Start
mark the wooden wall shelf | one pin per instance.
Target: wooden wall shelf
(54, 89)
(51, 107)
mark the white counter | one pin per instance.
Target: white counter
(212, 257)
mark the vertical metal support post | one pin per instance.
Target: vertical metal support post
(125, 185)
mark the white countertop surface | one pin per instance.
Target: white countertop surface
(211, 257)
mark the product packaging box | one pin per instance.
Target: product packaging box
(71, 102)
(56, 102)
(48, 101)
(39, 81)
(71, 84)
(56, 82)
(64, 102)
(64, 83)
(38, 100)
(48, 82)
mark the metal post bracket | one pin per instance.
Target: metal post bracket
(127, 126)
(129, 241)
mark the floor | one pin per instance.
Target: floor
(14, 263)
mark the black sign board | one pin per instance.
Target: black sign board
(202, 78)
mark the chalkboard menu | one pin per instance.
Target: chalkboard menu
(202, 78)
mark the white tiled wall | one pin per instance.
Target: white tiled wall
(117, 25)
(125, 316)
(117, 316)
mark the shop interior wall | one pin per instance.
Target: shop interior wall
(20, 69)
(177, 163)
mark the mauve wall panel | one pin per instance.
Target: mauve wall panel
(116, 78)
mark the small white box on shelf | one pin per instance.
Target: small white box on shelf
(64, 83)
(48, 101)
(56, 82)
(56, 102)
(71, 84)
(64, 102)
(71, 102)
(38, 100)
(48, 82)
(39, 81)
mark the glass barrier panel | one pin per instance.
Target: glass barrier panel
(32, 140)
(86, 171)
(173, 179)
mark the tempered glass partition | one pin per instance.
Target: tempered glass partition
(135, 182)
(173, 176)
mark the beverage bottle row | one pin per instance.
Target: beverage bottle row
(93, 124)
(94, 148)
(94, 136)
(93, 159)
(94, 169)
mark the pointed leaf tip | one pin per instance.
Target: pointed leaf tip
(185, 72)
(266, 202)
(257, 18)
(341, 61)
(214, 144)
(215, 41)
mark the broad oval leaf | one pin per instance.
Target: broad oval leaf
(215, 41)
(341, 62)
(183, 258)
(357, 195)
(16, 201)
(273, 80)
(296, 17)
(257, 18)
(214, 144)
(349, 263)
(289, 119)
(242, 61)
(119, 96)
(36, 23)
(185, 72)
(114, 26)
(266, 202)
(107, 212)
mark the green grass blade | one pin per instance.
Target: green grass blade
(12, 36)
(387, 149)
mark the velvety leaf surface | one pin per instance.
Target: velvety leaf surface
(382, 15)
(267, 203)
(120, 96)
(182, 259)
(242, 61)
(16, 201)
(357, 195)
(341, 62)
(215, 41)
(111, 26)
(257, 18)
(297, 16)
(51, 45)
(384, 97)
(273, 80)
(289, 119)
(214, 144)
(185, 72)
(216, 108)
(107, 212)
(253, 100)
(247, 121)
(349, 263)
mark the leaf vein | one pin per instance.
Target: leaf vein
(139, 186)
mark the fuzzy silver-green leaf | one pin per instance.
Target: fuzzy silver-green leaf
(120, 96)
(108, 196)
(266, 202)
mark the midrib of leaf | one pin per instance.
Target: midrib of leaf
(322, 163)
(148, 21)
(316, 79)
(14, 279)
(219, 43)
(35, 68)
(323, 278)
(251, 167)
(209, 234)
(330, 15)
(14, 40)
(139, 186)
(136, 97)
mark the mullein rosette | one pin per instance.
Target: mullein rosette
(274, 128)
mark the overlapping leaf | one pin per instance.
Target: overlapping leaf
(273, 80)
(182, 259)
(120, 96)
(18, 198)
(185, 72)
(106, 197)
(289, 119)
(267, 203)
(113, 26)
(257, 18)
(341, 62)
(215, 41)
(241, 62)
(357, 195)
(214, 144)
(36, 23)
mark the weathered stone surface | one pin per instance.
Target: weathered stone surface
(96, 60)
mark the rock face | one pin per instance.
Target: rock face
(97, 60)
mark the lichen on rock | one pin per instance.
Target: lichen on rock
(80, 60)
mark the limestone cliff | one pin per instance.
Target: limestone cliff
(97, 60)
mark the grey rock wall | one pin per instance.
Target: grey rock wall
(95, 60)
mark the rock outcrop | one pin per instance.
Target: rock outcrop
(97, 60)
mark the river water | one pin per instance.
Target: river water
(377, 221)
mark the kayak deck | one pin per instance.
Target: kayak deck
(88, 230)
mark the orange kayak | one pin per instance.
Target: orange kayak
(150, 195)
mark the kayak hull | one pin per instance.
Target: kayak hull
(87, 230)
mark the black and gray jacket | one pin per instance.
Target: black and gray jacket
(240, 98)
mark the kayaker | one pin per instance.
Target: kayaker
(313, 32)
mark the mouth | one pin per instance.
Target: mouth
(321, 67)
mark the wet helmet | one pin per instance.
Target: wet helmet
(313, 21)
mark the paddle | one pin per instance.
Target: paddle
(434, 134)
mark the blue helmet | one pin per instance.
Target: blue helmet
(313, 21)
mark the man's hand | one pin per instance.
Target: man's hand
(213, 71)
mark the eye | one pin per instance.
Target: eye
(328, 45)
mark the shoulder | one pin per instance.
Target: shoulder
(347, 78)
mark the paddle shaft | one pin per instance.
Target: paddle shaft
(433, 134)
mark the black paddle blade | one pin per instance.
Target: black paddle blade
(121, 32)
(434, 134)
End
WHAT IS ASKED: Reproduce the final stretch of the data above: every line from the one holding "mark the weathered" through the end, inclusive, exactly as written and nothing else.

WORKED SOLUTION:
mark the weathered stone surface | one pin per instance.
Target: weathered stone surface
(96, 60)
mark the rock face | one pin per instance.
Target: rock face
(97, 60)
mark the lichen on rock | one pin per instance.
Target: lichen on rock
(80, 60)
mark the limestone cliff | one pin per instance.
Target: limestone cliff
(97, 60)
mark the grey rock wall | one pin per instance.
Target: grey rock wall
(95, 60)
mark the rock outcrop | one pin per instance.
Target: rock outcrop
(97, 60)
mark the river water | one pin per instance.
Target: river water
(377, 221)
mark the kayak deck | one pin per instance.
Target: kayak deck
(88, 230)
mark the orange kayak | one pin per instance.
Target: orange kayak
(150, 195)
mark the kayak hull | one pin per instance.
Target: kayak hull
(87, 230)
mark the black and gray jacket | one pin per instance.
Target: black and gray jacket
(240, 98)
mark the kayaker | one pin per instance.
Target: kayaker
(313, 32)
mark the mouth | one pin per instance.
Target: mouth
(321, 67)
mark the wet helmet | one pin per instance.
Target: wet helmet
(313, 21)
mark the paddle | one pin per instance.
Target: paddle
(434, 134)
mark the blue helmet | one pin per instance.
Target: blue helmet
(313, 21)
mark the man's hand | one pin per instance.
Target: man's hand
(213, 71)
mark the eye | one pin per instance.
Target: eye
(328, 45)
mark the shoulder | one pin per instance.
Target: shoulder
(347, 78)
mark the paddle shaft | one pin per instance.
Target: paddle shaft
(433, 134)
mark the black paddle blade | one pin per instance.
Target: black paddle blade
(121, 32)
(434, 134)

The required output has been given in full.